> Stated problem 1
Extract the passage of the forum post about a friend with $1 million from "he asked us, what" to "him the reality.".
> Stated problem 2
According to the forum post about a friend with $1 million, how much was the friend offered for his consulting business?
> Stated problem 3
Write what follows the last sentence of the forum post about a friend with $1 million.

> Source passage
....

30 Year Old with $1mill: what to do!

well, lucky bugger, one of my good friends has had a string of good good luck,

he had a consulting business which was netting him about $50-$60k, some guy came around and offered him $400k for it, he took the offer,

checked out some shares he paid $20k for when he was 18, now worth $200k, cashed out

Parents won some money on lotto, I believe they won about $700k, they gave him $200k,

$200k from some unknown source, he jokingly claims its loose change:D not funny when the $200k is not yours:D

he's now got $1m sitting in the bank.

he's invited his friends round for a party and near the end of hte party when most had left, it was down to myself, him and another guy who im not too familiar with.

he asked us, what shall he do, he hates his job, and he thinks/believes he is no good at it, hence why he was only earning $50-$60k, he says his qualifactions are about to be outdated and then he'd be competing with every other graduate from India so things will get tougher, other then that he really doesn't have any qualifications or skills,

he thought that 1mill was enough to retire, but we quickly told him the reality.

I suggested property investment or even development full time, but he is scared of development, and he thinks investing is a good way to set upa nest egg.

What would you guys recommend, (Im asking on his behalf), Ive never been in that situation so I wouldnt have a clue!

....

> Recorded information
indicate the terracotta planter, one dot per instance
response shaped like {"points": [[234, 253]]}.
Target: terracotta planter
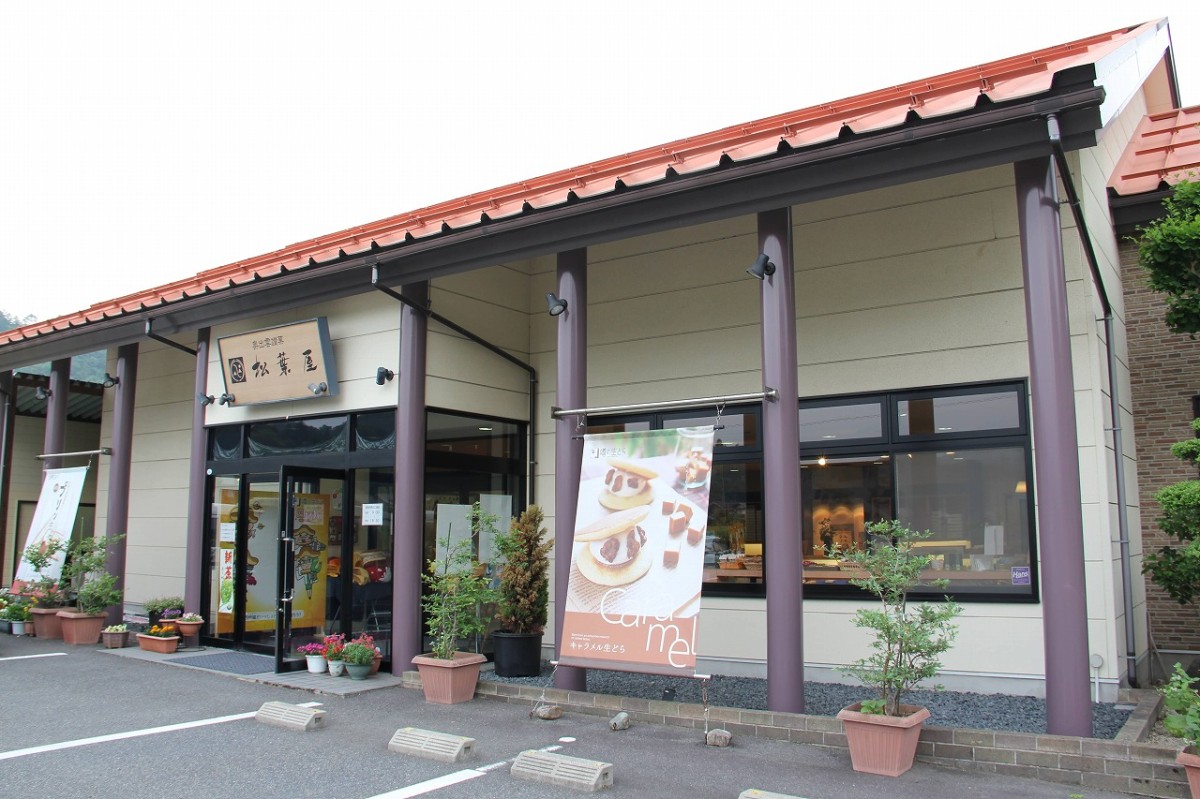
{"points": [[81, 628], [114, 640], [47, 623], [1189, 758], [161, 646], [449, 682], [879, 744]]}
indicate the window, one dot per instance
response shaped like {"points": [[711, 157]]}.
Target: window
{"points": [[958, 464]]}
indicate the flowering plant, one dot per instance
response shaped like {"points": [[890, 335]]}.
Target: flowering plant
{"points": [[334, 647]]}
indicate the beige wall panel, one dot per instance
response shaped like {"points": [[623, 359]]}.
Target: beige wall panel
{"points": [[971, 182]]}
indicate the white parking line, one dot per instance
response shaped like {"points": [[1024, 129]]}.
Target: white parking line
{"points": [[132, 733], [49, 654], [431, 785]]}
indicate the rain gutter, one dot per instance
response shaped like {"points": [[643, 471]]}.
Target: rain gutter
{"points": [[1085, 238], [483, 342]]}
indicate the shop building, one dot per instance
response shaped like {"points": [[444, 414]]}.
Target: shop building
{"points": [[929, 338]]}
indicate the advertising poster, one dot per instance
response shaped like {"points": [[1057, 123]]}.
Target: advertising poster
{"points": [[53, 518], [637, 560]]}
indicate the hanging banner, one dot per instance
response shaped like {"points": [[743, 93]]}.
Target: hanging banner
{"points": [[53, 518], [639, 556]]}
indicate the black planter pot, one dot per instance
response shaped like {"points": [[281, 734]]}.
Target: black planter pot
{"points": [[517, 654]]}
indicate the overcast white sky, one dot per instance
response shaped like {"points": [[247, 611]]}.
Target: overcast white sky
{"points": [[145, 142]]}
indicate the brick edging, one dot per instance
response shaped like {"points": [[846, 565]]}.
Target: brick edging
{"points": [[1126, 763]]}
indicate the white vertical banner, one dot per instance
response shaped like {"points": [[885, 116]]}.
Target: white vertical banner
{"points": [[54, 517]]}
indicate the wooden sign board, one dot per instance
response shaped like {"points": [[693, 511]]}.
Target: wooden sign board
{"points": [[276, 364]]}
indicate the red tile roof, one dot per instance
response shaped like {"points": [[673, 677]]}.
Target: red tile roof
{"points": [[1163, 151], [953, 92]]}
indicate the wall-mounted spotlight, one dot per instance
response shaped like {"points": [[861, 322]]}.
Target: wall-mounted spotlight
{"points": [[555, 305], [761, 266]]}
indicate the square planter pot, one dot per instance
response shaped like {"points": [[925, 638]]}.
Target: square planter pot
{"points": [[47, 623], [449, 682], [879, 744], [81, 629], [161, 646]]}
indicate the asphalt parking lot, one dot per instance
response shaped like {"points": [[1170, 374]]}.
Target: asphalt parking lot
{"points": [[79, 721]]}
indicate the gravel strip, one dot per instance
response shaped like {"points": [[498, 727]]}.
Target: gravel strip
{"points": [[948, 708]]}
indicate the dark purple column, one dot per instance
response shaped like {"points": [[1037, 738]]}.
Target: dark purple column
{"points": [[571, 391], [1056, 452], [7, 425], [119, 467], [781, 470], [197, 484], [57, 412], [408, 556]]}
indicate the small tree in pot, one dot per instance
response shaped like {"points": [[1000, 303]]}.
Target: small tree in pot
{"points": [[457, 592], [909, 642], [525, 595]]}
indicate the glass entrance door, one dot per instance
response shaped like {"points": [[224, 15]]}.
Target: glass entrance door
{"points": [[311, 500]]}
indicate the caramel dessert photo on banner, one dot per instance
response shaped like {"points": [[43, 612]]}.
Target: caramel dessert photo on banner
{"points": [[615, 548], [627, 485]]}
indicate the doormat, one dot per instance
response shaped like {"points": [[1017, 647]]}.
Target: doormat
{"points": [[232, 662]]}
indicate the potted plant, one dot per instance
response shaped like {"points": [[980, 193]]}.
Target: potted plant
{"points": [[17, 612], [523, 595], [358, 659], [189, 624], [94, 589], [334, 647], [46, 593], [1182, 720], [155, 607], [315, 655], [115, 636], [909, 641], [160, 638], [457, 590]]}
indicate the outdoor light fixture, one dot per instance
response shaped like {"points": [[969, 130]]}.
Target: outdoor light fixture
{"points": [[761, 266], [555, 305]]}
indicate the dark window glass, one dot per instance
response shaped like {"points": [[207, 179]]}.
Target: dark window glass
{"points": [[472, 436], [299, 437], [841, 422], [733, 545], [976, 503], [225, 443], [958, 414], [375, 431]]}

....

> Response 1
he asked us, what shall he do, he hates his job, and he thinks/believes he is no good at it, hence why he was only earning $50-$60k, he says his qualifactions are about to be outdated and then he'd be competing with every other graduate from India so things will get tougher, other then that he really doesn't have any qualifications or skills,

he thought that 1mill was enough to retire, but we quickly told him the reality.

> Response 2
$400k

> Response 3
thanks eveyrone
 
he had a consulting business which was netting him about $50-$60k

OK, so I'll assume that, as he got by on 60K pa before, he can get by on 60K pa.....it's triple the pension and double what the Govt reckon is a comfortable retirement income, so he'll be just fine I'm sure.


he thought that 1mill was enough to retire, but we quickly told him the reality.

If he has no other debt, I reckon he might do it. What reality did you tell him ??

What would you guys recommend

Without even thinking about it, he could do a very foolish thing and buy CBA shares outright with the 1m. At the current price of $ 49.23....he'd get 20,312 of them. They pay $ 3.02 in fully franked dividends, so his nett yield would be ;

Dividends = 20,312 * 3.02 = $ 61,342 per year

Imputation credits (bonus) = 3/7ths of Divs = $ 26,289 per year


The imputation credits would completely wipe out his entire tax liability and then some, so he could get some little part-time job of his choosing to keep himself active and all of that income would also be tax free.


He could live the life he wanted, rent somewhere comfortable, do things and eat to the same standard he did before with his previous job and be better off.


Obviously, the CBA would not bother him him rates, land tax, repairs or moaning about a leaking tap or a hole in the roof in winter.


That's without thinking.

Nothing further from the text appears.